─── Exercise data

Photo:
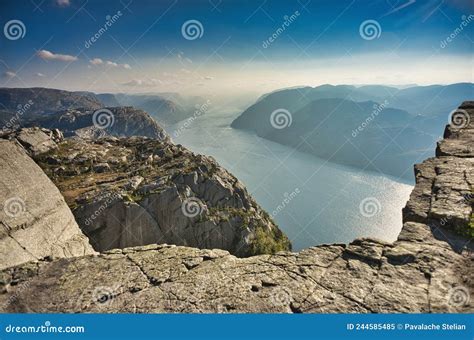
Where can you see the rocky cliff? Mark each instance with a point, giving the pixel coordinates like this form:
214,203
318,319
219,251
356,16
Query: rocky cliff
35,222
428,268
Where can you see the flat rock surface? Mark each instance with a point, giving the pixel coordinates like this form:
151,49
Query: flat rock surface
35,221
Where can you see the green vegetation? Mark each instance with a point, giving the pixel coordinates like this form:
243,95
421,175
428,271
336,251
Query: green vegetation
269,241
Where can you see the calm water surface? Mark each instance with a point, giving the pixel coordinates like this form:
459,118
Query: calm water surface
312,200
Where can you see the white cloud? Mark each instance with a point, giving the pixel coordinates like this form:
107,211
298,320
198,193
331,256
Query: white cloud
9,74
47,55
96,61
63,3
143,82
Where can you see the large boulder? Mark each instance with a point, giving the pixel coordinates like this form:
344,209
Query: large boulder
35,221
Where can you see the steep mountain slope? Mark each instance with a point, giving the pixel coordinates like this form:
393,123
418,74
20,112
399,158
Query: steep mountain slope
114,121
363,134
34,224
427,270
164,110
138,191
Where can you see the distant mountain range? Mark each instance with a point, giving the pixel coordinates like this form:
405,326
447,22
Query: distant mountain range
374,127
73,112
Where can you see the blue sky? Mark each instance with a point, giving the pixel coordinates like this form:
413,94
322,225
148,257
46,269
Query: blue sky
239,45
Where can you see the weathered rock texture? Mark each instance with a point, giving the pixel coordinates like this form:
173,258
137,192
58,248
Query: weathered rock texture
35,221
138,191
428,269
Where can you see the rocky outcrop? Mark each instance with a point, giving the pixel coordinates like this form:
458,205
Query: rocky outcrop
138,191
35,221
110,121
428,268
74,113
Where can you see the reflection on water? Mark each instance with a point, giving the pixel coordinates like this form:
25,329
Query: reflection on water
312,200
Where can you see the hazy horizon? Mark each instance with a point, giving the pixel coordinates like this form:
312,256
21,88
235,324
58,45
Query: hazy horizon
206,48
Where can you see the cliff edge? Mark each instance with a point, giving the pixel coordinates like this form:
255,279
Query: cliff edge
428,268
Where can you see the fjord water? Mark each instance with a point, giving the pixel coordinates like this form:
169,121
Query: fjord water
325,202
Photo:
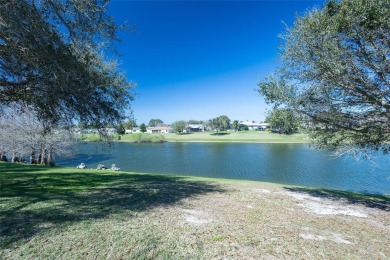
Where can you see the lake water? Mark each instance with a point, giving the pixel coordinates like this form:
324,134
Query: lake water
293,164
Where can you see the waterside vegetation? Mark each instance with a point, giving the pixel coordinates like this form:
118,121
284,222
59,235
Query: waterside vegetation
242,136
54,212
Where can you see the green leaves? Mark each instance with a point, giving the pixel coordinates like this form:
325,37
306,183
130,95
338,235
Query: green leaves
335,73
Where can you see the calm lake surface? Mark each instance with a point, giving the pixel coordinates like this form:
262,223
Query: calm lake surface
294,164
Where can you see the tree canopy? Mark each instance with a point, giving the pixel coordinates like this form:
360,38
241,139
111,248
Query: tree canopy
335,72
155,122
51,58
179,126
283,120
220,123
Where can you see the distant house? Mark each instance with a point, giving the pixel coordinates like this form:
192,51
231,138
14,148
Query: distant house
195,128
254,125
134,130
160,129
250,124
264,126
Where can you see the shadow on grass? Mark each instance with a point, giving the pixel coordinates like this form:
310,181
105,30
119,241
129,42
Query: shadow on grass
33,202
219,134
369,200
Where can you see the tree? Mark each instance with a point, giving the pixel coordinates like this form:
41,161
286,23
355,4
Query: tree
235,125
283,120
335,73
120,129
179,126
155,122
130,124
220,123
51,58
22,134
195,122
142,128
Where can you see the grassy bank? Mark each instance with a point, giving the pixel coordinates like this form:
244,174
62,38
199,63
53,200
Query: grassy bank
65,213
242,136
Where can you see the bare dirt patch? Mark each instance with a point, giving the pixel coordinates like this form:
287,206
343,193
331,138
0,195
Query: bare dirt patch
322,206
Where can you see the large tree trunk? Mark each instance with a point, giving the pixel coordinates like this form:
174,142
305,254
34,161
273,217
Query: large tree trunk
32,155
50,157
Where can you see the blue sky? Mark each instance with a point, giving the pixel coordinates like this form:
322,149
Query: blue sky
201,59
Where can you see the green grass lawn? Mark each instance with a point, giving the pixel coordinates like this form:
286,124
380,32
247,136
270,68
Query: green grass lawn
63,213
242,136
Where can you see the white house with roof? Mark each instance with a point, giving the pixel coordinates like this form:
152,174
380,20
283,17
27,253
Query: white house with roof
195,128
252,125
160,129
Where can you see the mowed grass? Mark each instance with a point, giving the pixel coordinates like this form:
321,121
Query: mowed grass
63,213
231,136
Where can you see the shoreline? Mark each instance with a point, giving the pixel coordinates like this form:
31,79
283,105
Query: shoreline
88,214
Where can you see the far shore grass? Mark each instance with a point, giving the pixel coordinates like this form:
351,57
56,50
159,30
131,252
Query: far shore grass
230,136
66,213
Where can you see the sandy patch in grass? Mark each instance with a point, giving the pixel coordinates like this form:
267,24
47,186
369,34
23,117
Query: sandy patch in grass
322,206
195,217
309,234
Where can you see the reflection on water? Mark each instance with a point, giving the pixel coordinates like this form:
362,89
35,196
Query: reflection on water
294,164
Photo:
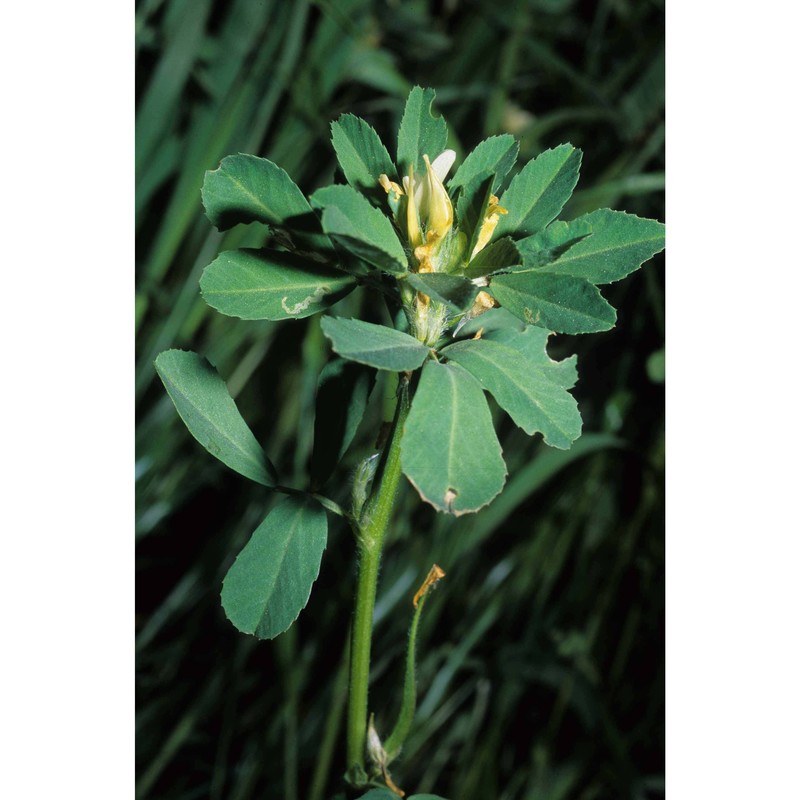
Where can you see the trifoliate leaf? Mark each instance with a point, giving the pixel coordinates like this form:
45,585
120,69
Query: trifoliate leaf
494,156
538,193
620,243
420,132
449,449
515,368
271,284
270,582
209,412
374,345
360,228
560,303
361,154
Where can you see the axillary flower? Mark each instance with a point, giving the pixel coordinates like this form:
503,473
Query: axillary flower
423,209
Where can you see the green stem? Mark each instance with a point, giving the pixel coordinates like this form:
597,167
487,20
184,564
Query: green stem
371,531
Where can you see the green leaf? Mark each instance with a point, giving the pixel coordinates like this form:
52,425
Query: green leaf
620,243
374,345
559,303
532,341
269,284
449,449
245,189
538,193
493,319
494,156
454,291
270,582
361,154
500,255
342,393
202,400
515,368
420,132
360,228
547,246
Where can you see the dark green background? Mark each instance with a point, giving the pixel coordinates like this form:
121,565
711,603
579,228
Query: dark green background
542,656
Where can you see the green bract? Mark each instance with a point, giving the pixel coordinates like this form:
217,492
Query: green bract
440,253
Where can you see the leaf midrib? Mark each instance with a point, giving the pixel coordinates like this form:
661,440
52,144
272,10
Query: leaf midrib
249,455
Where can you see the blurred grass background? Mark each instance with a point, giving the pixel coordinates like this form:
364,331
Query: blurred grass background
542,656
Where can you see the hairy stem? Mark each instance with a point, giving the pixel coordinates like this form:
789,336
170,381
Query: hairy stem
371,531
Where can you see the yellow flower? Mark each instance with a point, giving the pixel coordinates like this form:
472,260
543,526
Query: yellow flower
429,212
493,212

──────

-- Brief --
Each entry needs to be returned verbatim, with its pictures left out.

-- Task answer --
Photo:
Where can you see the rocky cliff? Mark each instance with a point, giving the pixel coordinates like this form:
214,203
318,319
219,251
356,16
Query: rocky cliff
35,222
428,268
Where can you see the flat rock surface? Mark each instance with a point, giving the pixel coordinates like this form:
151,49
Query: flat rock surface
35,221
Where can you see the green vegetation? Mark each instance with a point, giving the pixel coordinates like this form:
243,95
421,175
428,271
336,251
Query: green vegetation
269,241
Where can you see the calm water surface? Mark each instance with a point, giving the pixel coordinates like this form:
459,118
Query: calm water surface
312,200
Where can you see the white cloud? Mark each instance with a point, giving the pixel coordinates like this form:
107,211
298,320
198,193
331,256
Query: white cloud
9,74
47,55
96,61
63,3
143,82
Where can you see the large boulder? Mark each instance with a point, giving the pixel coordinates like this form:
344,209
Query: large boulder
35,221
Where can you see the steep mountain slope? Mark each instance with a point, giving the pixel coordinates like this form:
393,123
418,74
20,112
399,158
Query: steep mountain slope
114,121
363,134
34,224
427,270
164,110
138,191
Where can you see the distant mountain range? Mark each instance with a point, giving the pixel coordinates like this form:
405,326
447,22
Query: distant mountain range
374,127
73,112
Where can you see the blue sky? Mark each instance with a point, giving the pixel coordinates like this form:
413,94
322,225
148,257
46,269
Query: blue sky
239,45
Where can you see the weathered rock texture? Mark each instance with a point, giving the pixel coordinates like this form:
173,258
137,192
58,248
Query: weathered rock texture
35,221
138,191
428,269
Where can you see the rocky outcrop? Mark each instance with a point, giving the pixel coordinates like this form:
458,205
Query: rocky outcrop
138,191
35,221
110,121
428,268
74,113
Where can you see the reflection on water? Mark each instance with a point, giving the pixel coordinates like this form:
25,329
Query: reflection on water
312,200
Where can you see the hazy horizon? Mark each instance with a point, giving the pixel coordinates like this form:
312,256
21,88
235,324
58,45
Query: hazy horizon
206,48
Where can you see the cliff edge? Mark each instance with a point, giving the pixel coordinates like this form:
255,279
Query: cliff edge
428,268
Where can you see the fjord water? Mark each instance with a point, giving the pixel coordinates like this form:
169,121
Query: fjord water
325,202
Photo:
Where can you see the lake water? Mark each instance with a point, giving the pixel coordinates like this form:
324,134
Query: lake water
293,164
Where can you see the waterside vegetation? Mark each instance with a point, giving the pixel coordinates like this form:
118,121
284,222
59,235
Query: waterside vegetation
242,136
54,212
Where can you see the green leaves? Mark each instance with a point, giving the pixel coordinates like this form:
325,37
306,183
130,95
338,235
Query: green leaves
335,73
Where can you see the calm lake surface? Mark each instance with a point, giving the pixel coordinates like this form:
262,223
Query: calm lake surface
294,164
Where can you see the tree canopy? Mark each instance with a point, giving the pixel coordinates like this form:
360,38
241,139
111,248
Query: tree canopy
335,72
155,122
51,58
179,126
283,120
220,123
Where can you see the distant house? Mark each instance with a point, giving the pixel coordinates like this form:
192,51
231,138
14,148
Query: distant house
195,128
254,125
134,130
160,129
250,124
264,126
Where can you see the shadow on grass? Mark each instance with a point, giving the pixel coordinates like this form:
310,181
105,30
119,241
129,42
Query: shadow on grass
33,202
219,134
369,200
Where can you see the tree? Mark each instance with a point, giving the pixel coordinates like this form:
41,161
286,23
355,4
Query: tree
235,125
283,120
335,73
120,129
179,126
155,122
130,124
220,123
51,58
22,134
195,122
142,128
Where can you see the grassy bank? Mark each instance with a point, giving the pixel coordinates like this form:
244,174
62,38
199,63
53,200
Query: grassy bank
65,213
242,136
Where can you see the bare dirt patch? Mark each instance with a point, giving the pixel coordinates like this form:
287,206
343,193
331,138
0,195
Query: bare dirt patch
322,206
Where can you see the large tree trunk? Mark each instance with a point, giving the pixel coordinates like this form:
174,142
305,254
34,161
273,217
Query: large tree trunk
32,155
50,157
Where can you see the blue sky? Mark each instance with a point, giving the pixel coordinates like this form:
322,149
Query: blue sky
201,59
Where can you see the green grass lawn? Mark each instance with a point, giving the pixel coordinates like this form:
286,124
380,32
247,136
270,68
Query: green grass lawn
63,213
242,136
Where can you see the white house with roof? Mark each instance with a point, giving the pixel coordinates like this form:
152,174
380,20
283,17
27,253
Query: white house with roof
195,128
252,125
160,129
Where can you see the mowed grass? Mark each instance with a point, giving the pixel coordinates like this form:
321,121
Query: mowed grass
63,213
231,136
Where can you see the shoreline? Mark each instance with a point, giving the pixel coordinates like this form:
31,79
283,105
Query: shoreline
88,214
Where can you see the far shore grass? Mark each instance with a point, giving the pixel coordinates like this form:
351,57
56,50
159,30
131,252
Query: far shore grass
230,136
66,213
Where can you see the sandy patch in grass? Mark each instance with a point, giving the pixel coordinates like this form:
267,24
47,186
369,34
23,117
Query: sandy patch in grass
322,206
195,217
309,234
Where can you see the reflection on water? Mark each instance with a point, giving the pixel coordinates like this form:
362,89
35,196
Query: reflection on water
294,164
Photo:
Where can you see the trifoliate leaf? Mark each instance with a point, giving the pixel coordinates like this form:
45,585
120,69
Query: trifoliate leaf
494,156
538,193
620,243
420,132
449,449
515,368
271,284
270,582
209,412
374,345
360,228
560,303
361,154
Where can you see the axillary flower? Mark each instance with a point, giving the pixel coordinates like this form:
503,473
Query: axillary flower
423,209
Where can you see the green stem? Mark each instance with a point, giving the pixel coordinates like this form:
597,167
487,20
184,564
Query: green stem
371,531
Where can you see the green leaf? Mark each instance with a point, giving the pixel coordinates like this form:
52,425
Query: green leaf
620,243
374,345
559,303
532,341
269,284
449,449
245,189
538,193
493,319
494,156
454,291
270,582
361,154
500,255
342,393
202,400
515,368
420,132
360,228
547,246
Where can you see the dark green background? Mark each instance with a point, giving the pixel coordinates like this form:
121,565
711,603
579,228
Query: dark green background
542,656
Where can you see the green bract? Mark each instance with a point, giving the pixel coordinates like this form:
217,492
Query: green bract
440,253
Where can you see the leaf midrib? Mark each instance with a point, giving the pixel coordinates like this form:
661,440
52,144
272,10
Query: leaf midrib
249,455
Where can you see the blurred grass background? Mark each instance with a point, giving the pixel coordinates like this form:
364,331
Query: blurred grass background
542,656
Where can you see the hairy stem? Mark each instance with a point, giving the pixel coordinates like this form:
789,336
170,381
Query: hairy stem
371,531
Where can you see the yellow flower? Mark each instance with a point, giving the pixel coordinates like this form:
472,260
543,526
Query: yellow flower
429,212
493,212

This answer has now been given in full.